• What you will do:
1 - Copy the passage from the essay about a grandmother's garden word for word, from "My grandma, Maria" to "love and enthusiasm.".
2 - Write what comes next in the essay about a grandmother's garden, starting after its final sentence.

*** Opening of Text under study ***

Brenda Verano is an intern and program facilitator with AFSC’s Roots For Peace (R4P) program in Los Angeles.
My grandma, Maria Uribe Aguilar, used to say that gardens were a form of life. For a long time I held on to that phrase, with no real or personal meaning to make sense of it. Before I migrated to this country, my grandma was my first companion outside of my home south of the U.S.-Mexico border.
We would spend mornings together drinking cafe con bolillo and dropping breadcrumbs across the kitchen floor. I’d watch her spend her afternoons sitting beside her garden, full of chile verdes and medicinal plants, weaving clothes and singing to her roses. I’d always wondered what kept her from getting bored repeating the constant, daily tasks. She took care of her family and plants with so much love and enthusiasm.

*** Close of Text under study ***
*** Opening of Listed entries ***

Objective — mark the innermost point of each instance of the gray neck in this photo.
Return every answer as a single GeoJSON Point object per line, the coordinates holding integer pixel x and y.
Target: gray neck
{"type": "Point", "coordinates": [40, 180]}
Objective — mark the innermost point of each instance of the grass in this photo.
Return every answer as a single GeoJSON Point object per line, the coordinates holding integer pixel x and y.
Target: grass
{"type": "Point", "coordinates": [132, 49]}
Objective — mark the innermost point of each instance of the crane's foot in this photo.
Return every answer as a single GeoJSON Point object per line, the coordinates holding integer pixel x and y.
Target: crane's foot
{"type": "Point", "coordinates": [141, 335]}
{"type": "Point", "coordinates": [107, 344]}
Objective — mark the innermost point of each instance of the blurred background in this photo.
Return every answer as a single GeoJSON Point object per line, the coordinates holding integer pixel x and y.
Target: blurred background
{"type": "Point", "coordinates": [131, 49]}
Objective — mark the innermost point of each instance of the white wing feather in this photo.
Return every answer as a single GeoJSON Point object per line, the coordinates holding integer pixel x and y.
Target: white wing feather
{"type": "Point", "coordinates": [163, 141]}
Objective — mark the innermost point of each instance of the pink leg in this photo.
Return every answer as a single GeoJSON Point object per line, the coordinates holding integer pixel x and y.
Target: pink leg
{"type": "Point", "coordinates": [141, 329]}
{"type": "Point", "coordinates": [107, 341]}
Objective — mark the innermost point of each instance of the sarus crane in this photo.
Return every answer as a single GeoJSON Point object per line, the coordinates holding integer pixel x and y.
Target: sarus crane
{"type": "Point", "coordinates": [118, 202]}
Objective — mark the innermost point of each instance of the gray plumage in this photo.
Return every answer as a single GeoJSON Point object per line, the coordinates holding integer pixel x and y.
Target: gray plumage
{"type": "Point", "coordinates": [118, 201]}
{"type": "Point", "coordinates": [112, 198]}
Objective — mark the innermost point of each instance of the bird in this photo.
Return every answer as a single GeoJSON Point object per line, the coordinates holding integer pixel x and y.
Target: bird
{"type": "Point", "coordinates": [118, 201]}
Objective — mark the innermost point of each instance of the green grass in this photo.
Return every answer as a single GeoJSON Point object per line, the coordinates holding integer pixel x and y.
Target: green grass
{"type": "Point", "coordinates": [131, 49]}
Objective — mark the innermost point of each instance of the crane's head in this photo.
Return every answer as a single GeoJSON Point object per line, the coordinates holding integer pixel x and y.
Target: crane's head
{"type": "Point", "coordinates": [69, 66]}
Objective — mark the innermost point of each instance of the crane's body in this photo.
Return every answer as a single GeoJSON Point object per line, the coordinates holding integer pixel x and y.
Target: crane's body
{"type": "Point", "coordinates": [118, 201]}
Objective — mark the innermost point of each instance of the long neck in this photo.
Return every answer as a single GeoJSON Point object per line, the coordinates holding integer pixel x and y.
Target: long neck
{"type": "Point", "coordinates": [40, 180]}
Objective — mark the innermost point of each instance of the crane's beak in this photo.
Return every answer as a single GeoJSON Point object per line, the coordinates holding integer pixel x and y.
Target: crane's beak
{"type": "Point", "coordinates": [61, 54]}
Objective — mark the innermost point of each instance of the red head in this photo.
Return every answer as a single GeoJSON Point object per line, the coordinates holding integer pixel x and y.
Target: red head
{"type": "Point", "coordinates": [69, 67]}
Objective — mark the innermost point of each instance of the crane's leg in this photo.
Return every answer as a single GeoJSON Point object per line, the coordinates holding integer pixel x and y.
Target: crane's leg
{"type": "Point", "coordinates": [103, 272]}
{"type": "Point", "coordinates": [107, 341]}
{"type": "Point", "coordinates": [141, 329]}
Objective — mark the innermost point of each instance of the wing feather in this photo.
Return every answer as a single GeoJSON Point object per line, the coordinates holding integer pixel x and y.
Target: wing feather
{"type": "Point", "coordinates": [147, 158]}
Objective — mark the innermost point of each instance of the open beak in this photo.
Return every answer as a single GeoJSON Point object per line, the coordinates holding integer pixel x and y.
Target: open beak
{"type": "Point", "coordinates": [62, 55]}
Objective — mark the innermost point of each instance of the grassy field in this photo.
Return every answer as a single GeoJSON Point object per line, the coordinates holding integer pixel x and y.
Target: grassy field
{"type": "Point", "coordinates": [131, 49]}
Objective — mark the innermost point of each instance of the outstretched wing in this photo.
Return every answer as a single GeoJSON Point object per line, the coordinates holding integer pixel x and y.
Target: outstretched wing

*** Close of Listed entries ***

• Responses by item number:
1 -
My grandma, Maria Uribe Aguilar, used to say that gardens were a form of life. For a long time I held on to that phrase, with no real or personal meaning to make sense of it. Before I migrated to this country, my grandma was my first companion outside of my home south of the U.S.-Mexico border.
We would spend mornings together drinking cafe con bolillo and dropping breadcrumbs across the kitchen floor. I’d watch her spend her afternoons sitting beside her garden, full of chile verdes and medicinal plants, weaving clothes and singing to her roses. I’d always wondered what kept her from getting bored repeating the constant, daily tasks. She took care of her family and plants with so much love and enthusiasm.

2 -
It wasn’t until I stepped onto R4P’s South LA Farm where I finally understood what my grandmother tried teaching my family and me. Life was indeed infused in every single part of this garden, starting from the microorganisms in every single peck of soil to the plants hydrated with water and the birds and insects pollinating the plants.
Becoming part of the South LA Community Farm reminded me of my grandmother, it reminded me of her eyes, her passion and her commitment to the land she owned. This farm reminded me of the connection I continue to have with her, the one that for so long I have been working to restore since leaving at the age of five to the US. I intuitively remember things I don’t have any memory of learning before: talking to plants comes natural to me, nurturing a plant so that it can grow beautiful and healthy, making me certain these practices have been embedded in my heart as gifts from my ancestors - passed on to my grandmother, my mother, and now to me.
My grandmother continues to live in Queretaro, Mexico. I have not seen her in 15 years, and unfortunately it will probably take a couple more years for me to see her again. I want to hold her, be able to cook for her and garden next to her. And care for her, the way she did for me. But this garden has allowed me to feel closest to her than I ever have in the 15 years I’ve lived in this country.
The following poem can be found in the R4P zine called Planting Seeds Towards Social Change. I wrote it, inspired by my grandmother.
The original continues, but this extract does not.